- _The problem_: Rewrite all the items below line for line, keeping every word unchanged, but multiply each point coordinate by 1.65 and round it to a whole number, with halves rounding up. Leave out the pictures.

_ _ _

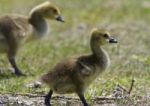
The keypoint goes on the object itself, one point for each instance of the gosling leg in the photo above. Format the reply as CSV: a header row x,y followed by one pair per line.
x,y
82,98
17,70
48,98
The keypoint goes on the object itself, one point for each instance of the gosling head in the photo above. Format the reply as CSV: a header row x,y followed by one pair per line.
x,y
102,36
48,11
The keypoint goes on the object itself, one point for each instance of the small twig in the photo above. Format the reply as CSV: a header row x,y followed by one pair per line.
x,y
131,87
107,98
24,94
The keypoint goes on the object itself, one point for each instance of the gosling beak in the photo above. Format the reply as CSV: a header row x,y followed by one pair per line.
x,y
60,18
112,40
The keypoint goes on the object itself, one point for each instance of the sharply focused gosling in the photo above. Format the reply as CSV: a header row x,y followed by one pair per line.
x,y
74,75
14,30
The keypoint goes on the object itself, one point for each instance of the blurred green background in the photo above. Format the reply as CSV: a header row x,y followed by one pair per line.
x,y
126,20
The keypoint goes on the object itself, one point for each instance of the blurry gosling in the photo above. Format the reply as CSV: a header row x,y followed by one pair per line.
x,y
15,30
74,75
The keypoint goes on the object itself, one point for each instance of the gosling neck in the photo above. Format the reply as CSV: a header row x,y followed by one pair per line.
x,y
39,24
99,54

_ _ _

- _Answer below_:
The keypoint goes on the object itself, one point for each instance of the gosling leg in the photo above. Format the reply as CSV: a header row x,y followed by one pair per line.
x,y
135,162
28,116
79,162
The keypoint goes on the object itself, one point for each instance of the gosling head in the photo above. Format the reply as CSV: a header row x,y followed by one pair per line.
x,y
168,59
79,18
The keypoint goes on the object itself, one point for each instance of the small twig in the photo above. Format the reply as CSV: a header row x,y followed by one pair per line.
x,y
216,144
177,162
40,155
The keypoint goes on the object itself, one point for each instance of the gosling beak in the photo above. Format the reply as CSV: a header row x,y followed by one pair per line.
x,y
99,30
185,66
The keypoint goes on the object itself, one point for each instance of the sharply focused gosling in the photo above. Format the reply as CSV: a header row x,y followed by one pair per line.
x,y
122,124
23,50
The keypoint goes on the object itself, one point for each instance of the blurred green background in the photo above. Format the reply as CSV: a header row x,y followed by one pair per line.
x,y
208,33
The keypoint goes on the object itself, one point for each instance of the blurry gosling in the photo above. Format the reply as CSV: a header row x,y followed by one pair per line.
x,y
25,50
122,124
The keypoint goes on the object itself, one point for each instance of the gosling neck in the photo above. Format the reply as CSV: a header row x,y followed by one pair per line.
x,y
64,40
163,89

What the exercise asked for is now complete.